──────── Provided information

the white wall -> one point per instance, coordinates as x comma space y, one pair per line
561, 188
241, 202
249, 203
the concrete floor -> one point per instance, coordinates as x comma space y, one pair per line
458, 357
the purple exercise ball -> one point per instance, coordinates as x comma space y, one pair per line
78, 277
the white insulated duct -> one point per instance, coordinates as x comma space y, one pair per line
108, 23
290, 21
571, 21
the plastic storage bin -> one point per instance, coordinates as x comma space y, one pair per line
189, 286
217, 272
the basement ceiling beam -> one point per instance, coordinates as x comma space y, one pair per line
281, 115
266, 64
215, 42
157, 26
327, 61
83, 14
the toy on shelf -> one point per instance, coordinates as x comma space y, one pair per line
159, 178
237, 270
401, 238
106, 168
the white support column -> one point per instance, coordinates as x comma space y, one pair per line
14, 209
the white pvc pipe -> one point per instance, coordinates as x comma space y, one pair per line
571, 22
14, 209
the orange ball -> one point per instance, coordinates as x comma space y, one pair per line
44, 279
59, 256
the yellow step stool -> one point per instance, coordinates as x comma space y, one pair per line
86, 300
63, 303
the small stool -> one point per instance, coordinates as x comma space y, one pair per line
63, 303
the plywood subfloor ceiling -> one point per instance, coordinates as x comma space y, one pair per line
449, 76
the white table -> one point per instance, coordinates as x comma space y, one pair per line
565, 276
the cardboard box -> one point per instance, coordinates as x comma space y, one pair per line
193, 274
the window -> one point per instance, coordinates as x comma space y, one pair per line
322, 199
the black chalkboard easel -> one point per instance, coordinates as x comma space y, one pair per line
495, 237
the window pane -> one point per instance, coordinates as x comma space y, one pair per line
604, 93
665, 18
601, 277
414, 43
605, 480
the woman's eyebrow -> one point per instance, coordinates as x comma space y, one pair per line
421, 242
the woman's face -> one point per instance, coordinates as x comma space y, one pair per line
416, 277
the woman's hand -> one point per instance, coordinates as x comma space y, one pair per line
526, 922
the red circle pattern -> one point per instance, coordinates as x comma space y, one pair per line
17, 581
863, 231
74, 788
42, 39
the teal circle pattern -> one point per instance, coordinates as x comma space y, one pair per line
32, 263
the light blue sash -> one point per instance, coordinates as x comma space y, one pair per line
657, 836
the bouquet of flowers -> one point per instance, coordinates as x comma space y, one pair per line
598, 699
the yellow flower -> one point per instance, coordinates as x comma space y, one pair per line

────────────────

Duplicate all of the entries above, line for line, without changing anything.

Exercise solution →
the white wall -> one point per instance, coordinates as x comma space y, one pair per line
561, 188
241, 202
249, 203
the concrete floor -> one point per instance, coordinates as x comma space y, one pair per line
458, 357
the purple exercise ball -> one point per instance, coordinates as x comma space y, one pair per line
78, 277
the white insulated duct -> one point per instance, coordinates as x comma space y, one pair per line
108, 23
290, 21
571, 21
the plastic storage bin -> one point per instance, coordinates as x comma space y, one pair per line
189, 286
217, 272
the basement ceiling beam -> one point per instance, coordinates as x comma space y, one pair per line
281, 115
266, 64
215, 42
157, 26
327, 61
83, 14
the toy on shelf -> one point per instance, coordinates as x comma space y, one pair per line
159, 178
237, 270
401, 238
106, 168
the white support column -> one point per instance, coordinates as x comma space y, one pair per line
14, 209
the white pvc pipe -> one point per instance, coordinates as x comma space y, one pair per line
571, 22
14, 209
the orange ball -> one point per instance, coordinates as x comma space y, one pair per line
44, 279
59, 256
the yellow step stool -> one point per instance, coordinates as x comma space y, one pair per line
86, 300
63, 303
the small stool -> one point per instance, coordinates as x comma space y, one pair per line
63, 303
the plywood subfloor ceiling -> one point per instance, coordinates as x comma space y, one pair per line
449, 76
the white table -> one point per instance, coordinates as x comma space y, one pair per line
565, 276
the cardboard box -> one point per instance, coordinates as x comma space y, one pair per line
193, 274
the window -> one point per instance, coordinates as x comma space y, one pair per line
322, 199
the black chalkboard easel -> one point per instance, coordinates as x comma space y, one pair per line
495, 237
the window pane -> one point per instance, coordinates as x comma space y, one pair per line
604, 93
665, 18
601, 277
414, 43
605, 480
the woman's eyebrow -> one point per instance, coordinates as x comma space y, one pair per line
421, 242
the woman's face -> one point per instance, coordinates as x comma space y, one pair per line
416, 277
the woman's hand -> one point per instance, coordinates as x comma space y, one pair per line
526, 922
the red circle pattern -> one point per instance, coordinates as x comma space y, one pair per line
17, 581
863, 231
74, 788
42, 39
the teal circle pattern -> one point per instance, coordinates as x comma space y, one pair per line
32, 263
the light blue sash -> one point per instance, coordinates as x comma space y, one pair per line
657, 836
the bouquet of flowers -> one point per instance, coordinates as x comma space y, one pair per line
598, 699
the yellow flower -> one point per instance, coordinates as x comma space y, one pair per line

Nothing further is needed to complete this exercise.